● **Task to carry out**: Set down the records exactly, and omit any image found in them.

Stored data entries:
+ + +

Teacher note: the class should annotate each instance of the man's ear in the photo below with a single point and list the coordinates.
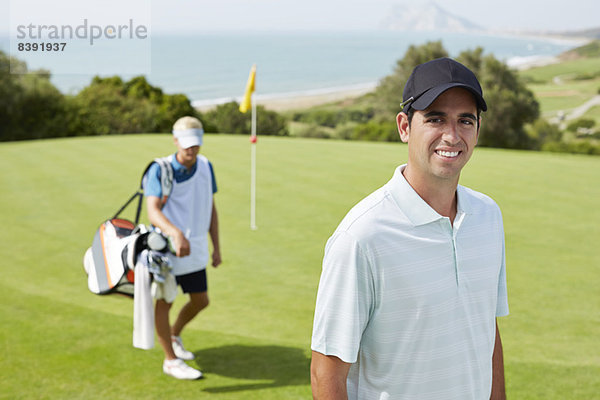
(403, 126)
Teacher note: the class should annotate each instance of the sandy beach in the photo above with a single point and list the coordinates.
(302, 100)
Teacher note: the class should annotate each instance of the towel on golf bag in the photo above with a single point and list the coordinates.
(153, 280)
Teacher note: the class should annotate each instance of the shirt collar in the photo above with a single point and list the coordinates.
(414, 207)
(180, 168)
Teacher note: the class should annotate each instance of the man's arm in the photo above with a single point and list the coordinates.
(157, 218)
(328, 377)
(213, 230)
(498, 390)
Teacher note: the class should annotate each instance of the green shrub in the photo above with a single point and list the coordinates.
(581, 123)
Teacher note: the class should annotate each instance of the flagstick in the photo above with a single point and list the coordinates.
(253, 171)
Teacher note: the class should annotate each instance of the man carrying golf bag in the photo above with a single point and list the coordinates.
(187, 217)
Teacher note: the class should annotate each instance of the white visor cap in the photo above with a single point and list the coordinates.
(189, 137)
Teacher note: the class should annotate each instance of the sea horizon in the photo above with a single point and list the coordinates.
(212, 68)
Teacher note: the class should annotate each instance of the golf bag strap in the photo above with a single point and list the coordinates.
(166, 182)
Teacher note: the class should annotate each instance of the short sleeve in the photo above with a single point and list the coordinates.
(344, 299)
(502, 302)
(152, 185)
(212, 177)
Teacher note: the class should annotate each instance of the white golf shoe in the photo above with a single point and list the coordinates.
(179, 350)
(180, 370)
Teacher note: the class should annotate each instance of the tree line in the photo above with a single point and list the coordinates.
(32, 108)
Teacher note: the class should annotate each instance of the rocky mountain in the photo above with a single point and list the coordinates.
(427, 16)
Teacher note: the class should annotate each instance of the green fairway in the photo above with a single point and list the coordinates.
(253, 342)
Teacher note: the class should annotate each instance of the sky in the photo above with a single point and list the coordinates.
(171, 16)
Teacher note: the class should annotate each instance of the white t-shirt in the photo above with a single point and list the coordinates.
(189, 208)
(411, 299)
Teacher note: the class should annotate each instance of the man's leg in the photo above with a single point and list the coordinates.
(163, 330)
(171, 365)
(198, 301)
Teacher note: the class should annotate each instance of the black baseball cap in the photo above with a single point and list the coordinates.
(429, 80)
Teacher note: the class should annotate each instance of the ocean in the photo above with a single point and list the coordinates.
(212, 68)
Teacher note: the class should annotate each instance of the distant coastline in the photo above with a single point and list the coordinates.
(296, 70)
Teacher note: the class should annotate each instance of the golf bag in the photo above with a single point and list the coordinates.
(110, 262)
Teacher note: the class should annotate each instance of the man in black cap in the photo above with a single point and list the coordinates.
(414, 276)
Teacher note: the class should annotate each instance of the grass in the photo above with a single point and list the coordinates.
(560, 87)
(253, 342)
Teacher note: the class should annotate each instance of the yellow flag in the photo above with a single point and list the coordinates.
(247, 102)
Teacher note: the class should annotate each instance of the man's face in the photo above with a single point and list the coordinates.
(441, 138)
(187, 157)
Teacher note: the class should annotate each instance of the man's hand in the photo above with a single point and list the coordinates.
(181, 245)
(216, 258)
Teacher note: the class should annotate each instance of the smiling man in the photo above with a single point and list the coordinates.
(414, 276)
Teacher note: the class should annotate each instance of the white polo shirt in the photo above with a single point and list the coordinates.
(411, 299)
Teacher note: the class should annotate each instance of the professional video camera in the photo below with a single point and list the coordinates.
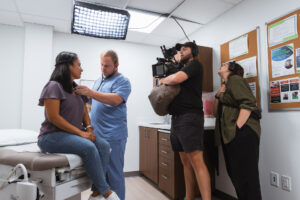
(167, 65)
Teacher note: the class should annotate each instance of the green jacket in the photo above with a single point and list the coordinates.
(238, 95)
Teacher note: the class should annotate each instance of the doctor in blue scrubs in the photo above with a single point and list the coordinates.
(109, 116)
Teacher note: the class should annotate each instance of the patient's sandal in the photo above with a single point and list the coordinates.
(113, 196)
(99, 197)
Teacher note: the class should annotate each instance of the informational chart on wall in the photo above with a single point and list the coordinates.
(284, 61)
(244, 50)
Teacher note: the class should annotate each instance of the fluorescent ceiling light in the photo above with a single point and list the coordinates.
(143, 21)
(99, 21)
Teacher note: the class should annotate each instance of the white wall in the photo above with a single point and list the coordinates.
(279, 148)
(11, 70)
(36, 70)
(27, 60)
(135, 63)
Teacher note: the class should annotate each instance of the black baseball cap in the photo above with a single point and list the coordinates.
(192, 45)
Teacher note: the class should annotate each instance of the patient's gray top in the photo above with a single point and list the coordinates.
(71, 106)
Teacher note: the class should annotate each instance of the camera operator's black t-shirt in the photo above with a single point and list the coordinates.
(189, 100)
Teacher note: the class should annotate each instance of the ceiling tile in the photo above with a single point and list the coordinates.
(10, 18)
(134, 36)
(171, 29)
(7, 5)
(57, 9)
(233, 1)
(111, 3)
(160, 6)
(158, 40)
(202, 11)
(59, 25)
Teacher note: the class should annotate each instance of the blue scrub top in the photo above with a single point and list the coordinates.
(110, 122)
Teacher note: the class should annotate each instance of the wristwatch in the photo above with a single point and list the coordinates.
(217, 97)
(89, 126)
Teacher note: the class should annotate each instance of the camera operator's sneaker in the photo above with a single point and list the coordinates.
(99, 197)
(113, 196)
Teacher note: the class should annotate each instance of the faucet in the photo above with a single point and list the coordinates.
(167, 119)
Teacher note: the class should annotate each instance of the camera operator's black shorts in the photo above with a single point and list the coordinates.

+ + +

● **Finished exercise**:
Teacher note: the class should annotate each instance of the man's ear in the photo below with a single point and list the coordinates.
(403, 126)
Teacher note: the class should annotate each instance of the sandy beach in the photo above with a single point and list the coordinates.
(302, 100)
Teacher note: the class should annotate each instance of the towel on golf bag in the photo above with a single point and list the coordinates.
(153, 280)
Teacher note: the class should annotate each instance of the shirt collar in the photo above with a single point and list the coordinates.
(414, 207)
(180, 168)
Teacher note: the class should annotate each instance of the man's arm in the photo above with a single point and list the coordinates.
(157, 218)
(328, 377)
(213, 230)
(498, 390)
Teacher note: the class should annotate each instance of the green shrub in the photo above with a single point and list the coordinates.
(581, 123)
Teacher note: the class should annotate each instance of the flagstick in the photo above with a single point and list the coordinates.
(253, 171)
Teacher note: the class should annotate each instance of the man carrying golf bag in the photo above with a single point and list the coordinates.
(187, 217)
Teacher note: the class should annotate each instance of the white visor cap in the photo above with a single point and list the coordinates.
(189, 137)
Teacher note: the class should annotate each instance of the sea horizon in the photo above with a single point and list the coordinates.
(212, 68)
Teacher note: the class should annotate each instance of the golf bag strap in the photo above with a single point and list the coordinates.
(166, 182)
Teacher note: the class should annotate each instance of the short sleeve in the photo above with a single point and list the coordinates.
(344, 299)
(502, 302)
(152, 185)
(212, 177)
Teacher note: the class should annotate each instance of the white golf shoe in the photo above with a single point and list the coordinates.
(179, 350)
(180, 370)
Teacher note: the class should annotate each instance of the tree line in the photo above with a single point and list the coordinates.
(32, 108)
Teacher note: the class should annotate each instance of the rocky mountain in the photo above with a single point and list the coordinates.
(427, 16)
Teacher note: the class should annotate each instance of the green fairway in the photo above with a single point and list the coordinates.
(253, 342)
Teacher note: the class should annotate each instance of the sky in the photo above with a single point and list the coordinates.
(171, 16)
Teacher note: the class should annotate each instance of the white t-shirt in the photo above with a single point and list the coordinates.
(189, 208)
(411, 299)
Teacher note: the class should annotate each instance of the man's leg in the photo above with a single point and list the coordinates.
(163, 330)
(171, 365)
(198, 301)
Teacher note: the class should annotate each instance of the black baseball cap in the photo above with a single point and list the coordinates.
(429, 80)
Teacher note: the class should annotate each instance of the ocean in the photo above with a single point and list the coordinates.
(212, 68)
Teacher note: the class should annotate each instance of the distant coastline in the photo above with a single point and list the coordinates.
(296, 70)
Teacher note: the class should annotate each instance of the golf bag in the photo above with a single point and list the coordinates.
(110, 262)
Teacher note: the class should annotate each instance of the man in black cap in the photo above with a single point and list the coordinates.
(414, 276)
Teacher note: the class should annotate each instance of the grass in the photo above with a single point and list the coordinates.
(560, 87)
(253, 342)
Teacher note: the class should annotate each instance of the yellow flag in the photo above with a single point and list the coordinates.
(247, 102)
Teacher note: the class should annotate each instance of the man's face in the photo above with a single point and list the coordinates.
(441, 138)
(187, 157)
Teacher note: the class should annotate each instance of the man's hand in the photo above with a single point and list the coordinates.
(181, 245)
(216, 258)
Teacher note: the class should annotate each instance of the smiling man in the photo above with a single point and list the coordinates.
(414, 276)
Teacher note: the class should annotate each instance of the white polo shirt in the photo above with a single point and list the coordinates.
(411, 299)
Teacher note: the class should annotate each instance of the professional video camera in the photo below with a single point and list the coordinates.
(167, 65)
Teacher note: the class should annotate each instance of the green jacket in the photo above with a single point and list the coordinates.
(238, 95)
Teacher note: the class should annotate each instance of the doctor in blue scrubs in the photo above with a single point and list the coordinates.
(109, 116)
Teacher note: the class should annotate each instance of the patient's sandal in the photo above with a single point and list the coordinates.
(113, 196)
(99, 197)
Teacher note: the class should annotate each instance of the informational chart on wall in the photo above with a single point and list the coordinates.
(284, 61)
(244, 50)
Teacher note: the class should annotate each instance of the fluorescent ceiling light in the photo above with a single point and list the coordinates.
(143, 21)
(99, 21)
Teacher note: the class should annotate each instance of the white wall in the photo above with a single point and list the coordinates.
(279, 148)
(11, 70)
(36, 70)
(27, 60)
(135, 63)
Teacher note: the class should annotate each instance of the black baseball cap in the photo above with a single point and list the coordinates.
(192, 45)
Teacher note: the class should annotate each instance of the patient's gray top in the photo above with a single point and list the coordinates.
(71, 106)
Teacher note: the class should annotate each instance of the camera operator's black t-shirt in the photo above with a single point and list the coordinates.
(189, 100)
Teacher note: the class should annotate each instance of the ceiling tile in the photo above with a single point and list the coordinates.
(10, 18)
(134, 36)
(171, 29)
(7, 5)
(57, 9)
(233, 1)
(111, 3)
(160, 6)
(158, 40)
(202, 11)
(59, 25)
Teacher note: the class should annotate each instance of the blue scrub top in the photo above with a single point and list the coordinates.
(110, 122)
Teacher note: the class should annotate each instance of the wristwatch in the photo above with a single point and list the coordinates.
(217, 97)
(89, 126)
Teacher note: the class should annotate each instance of the camera operator's sneaker in the photo above with a single point and list the coordinates.
(99, 197)
(113, 196)
Teacher note: the class should annotate each instance of the faucet in the photo above with a single point and list the coordinates.
(167, 119)
Teacher note: the class should annotate each instance of the camera operator's black shorts in the photo above with a single point and list the coordinates.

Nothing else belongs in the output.